— STATED TASK —
Reproduce word for word the part of the Raisi passage below between "Iran's President Ebrahim" and "in January 2020.", inclusive.

— PASSAGE —
╔══

Iran's President Ebrahim Raisi officially welcomes Iraqi President Abdul Latif Rashid in Tehran, Iran, on April 29, 2023. Raisi died this week in a helicopter crash. (Photo: Sakineh Salimi/Borna News/Aksonline ATPImages/Getty Images)

For Iran’s late President Ebrahim Raisi—who died this week in a helicopter crash—the question was not whether terrorism was good or evil, but who perpetrated it against whom.

Raisi condemned the terrorist attack that the Islamic State launched this January against Iranians who were commemorating the death of Qassem Soleimani, who was killed by a U.S. drone strike in January 2020.

Soleimani had commanded the Islamic Revolutionary Guard Corps-Quds Forc, which itself engages in terrorism, according to the Office of the Director of National Intelligence.

╚══

— GIVEN DATA —

╔══

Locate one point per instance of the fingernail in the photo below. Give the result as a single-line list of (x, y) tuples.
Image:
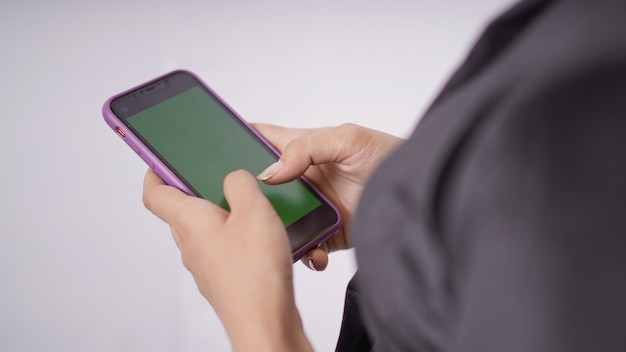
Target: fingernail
[(312, 264), (270, 171)]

╚══

— FINISHED TASK —
Iran's President Ebrahim Raisi officially welcomes Iraqi President Abdul Latif Rashid in Tehran, Iran, on April 29, 2023. Raisi died this week in a helicopter crash. (Photo: Sakineh Salimi/Borna News/Aksonline ATPImages/Getty Images)

For Iran’s late President Ebrahim Raisi—who died this week in a helicopter crash—the question was not whether terrorism was good or evil, but who perpetrated it against whom.

Raisi condemned the terrorist attack that the Islamic State launched this January against Iranians who were commemorating the death of Qassem Soleimani, who was killed by a U.S. drone strike in January 2020.